=== Provided data ===
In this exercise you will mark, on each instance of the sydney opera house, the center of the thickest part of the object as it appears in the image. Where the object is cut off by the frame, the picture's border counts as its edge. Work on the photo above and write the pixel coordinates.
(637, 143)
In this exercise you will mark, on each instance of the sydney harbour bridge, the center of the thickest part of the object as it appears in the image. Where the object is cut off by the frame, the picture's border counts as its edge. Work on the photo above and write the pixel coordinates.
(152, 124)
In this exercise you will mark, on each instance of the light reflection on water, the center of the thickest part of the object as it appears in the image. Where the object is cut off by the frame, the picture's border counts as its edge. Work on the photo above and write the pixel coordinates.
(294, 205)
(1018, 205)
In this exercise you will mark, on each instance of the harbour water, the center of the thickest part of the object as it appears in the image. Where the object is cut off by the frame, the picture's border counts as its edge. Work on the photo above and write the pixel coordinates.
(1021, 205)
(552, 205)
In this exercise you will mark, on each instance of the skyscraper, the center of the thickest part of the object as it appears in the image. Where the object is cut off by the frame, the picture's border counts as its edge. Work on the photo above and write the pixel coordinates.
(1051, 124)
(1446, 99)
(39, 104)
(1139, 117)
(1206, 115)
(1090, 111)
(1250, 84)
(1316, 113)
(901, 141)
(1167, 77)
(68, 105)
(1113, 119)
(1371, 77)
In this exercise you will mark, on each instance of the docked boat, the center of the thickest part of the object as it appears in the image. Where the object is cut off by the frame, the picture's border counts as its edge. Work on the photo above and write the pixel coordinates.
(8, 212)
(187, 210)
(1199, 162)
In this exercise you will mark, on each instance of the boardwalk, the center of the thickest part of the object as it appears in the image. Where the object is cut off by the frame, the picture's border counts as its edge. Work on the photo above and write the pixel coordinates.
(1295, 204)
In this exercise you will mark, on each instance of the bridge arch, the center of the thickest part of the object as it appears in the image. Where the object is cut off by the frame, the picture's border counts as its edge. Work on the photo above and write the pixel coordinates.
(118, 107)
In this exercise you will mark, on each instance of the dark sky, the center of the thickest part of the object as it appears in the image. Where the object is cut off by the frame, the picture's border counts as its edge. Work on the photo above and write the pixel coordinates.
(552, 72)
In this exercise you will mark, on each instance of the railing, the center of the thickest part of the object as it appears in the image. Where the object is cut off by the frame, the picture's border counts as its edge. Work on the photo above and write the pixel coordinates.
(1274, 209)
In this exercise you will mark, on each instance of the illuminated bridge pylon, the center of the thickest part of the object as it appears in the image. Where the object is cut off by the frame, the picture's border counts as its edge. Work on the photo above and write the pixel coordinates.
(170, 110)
===
What to work on ->
Give the data again, exactly as it stands.

Expected answer ->
In this exercise you will mark, on each instance of the sydney opera house, the center of the thickest part of the object as it appears in the image. Where the object is cut off by the frame, the picture's border counts as its edge. Work on the photo above and write the pixel coordinates.
(637, 143)
In this exercise you will mark, on each instance of the sydney harbour bridge, the center of the thickest part of the object as it appears in the image. Where the object is cut off by the frame, the picture's border counts as its edge. Work on the photo above and write the pixel coordinates.
(152, 124)
In this exercise you will mark, on each instance of the light reflection on water, the center of the thickest part of the object as it appears in the image. Where the object is cut off by the frame, the picture's border counts as its edge. Work on the photo above and write the pixel coordinates.
(294, 205)
(1018, 205)
In this exercise you will mark, on each instance of the harbour water, the center of the thickest part of the object as it appears in the image. Where the object is cut off by the frame, the picture's border counts as its edge. Work on the photo above and write the pixel coordinates.
(1021, 205)
(552, 205)
In this exercise you will mark, on each instance of the skyscraper, the center of the thickest part of the object as it appears in the image. Where the object is cut off by the frame, the picture's border counts as its edge. Work on the photo above and write the pixel coordinates.
(1051, 124)
(1446, 99)
(39, 104)
(1139, 117)
(1206, 115)
(1090, 111)
(1250, 84)
(1316, 113)
(901, 141)
(1167, 77)
(68, 105)
(1113, 119)
(1371, 77)
In this exercise you will mark, on each instance of the docked boat, the center of the thickest part of the object as it appears in the image. Where the object is cut off by the frame, the picture's border counts as its edge. Work on the photo above and write the pixel coordinates.
(8, 212)
(187, 210)
(1199, 162)
In this exercise you will mark, on each instance of the boardwalk, the center of the thickest part of the object as it appears in the image. Where the object is cut off by the frame, the picture's border counts as its edge. Work on the photo above and write the pixel coordinates.
(1295, 204)
In this exercise you will mark, on each instance of the bridge arch, the center of the thickest part of the object as it appears in the image. Where the object is cut off by the frame, the picture's border counts as its edge. Work on the photo above and write the pixel coordinates.
(118, 107)
In this exercise you will mark, on each instance of the dark sky, the center of the thickest part of the object as it appears in the image. Where the object is cut off by the frame, the picture's border counts as its edge. Work on the photo above and write the pixel coordinates.
(552, 72)
In this exercise you will mark, on each instance of the railing, the center of the thickest part of the object as it appears in the image. Where the object is cut off by the frame, the picture's border counts as its edge. Work on the photo above and write the pixel coordinates.
(1274, 209)
In this exercise you will mark, on each instance of the illuminated bridge pylon, the center of the thickest part of the object as it appears in the image. Where the object is cut off by the frame, the picture's border counts as its edge. Work on the photo above and write the pixel coordinates.
(170, 110)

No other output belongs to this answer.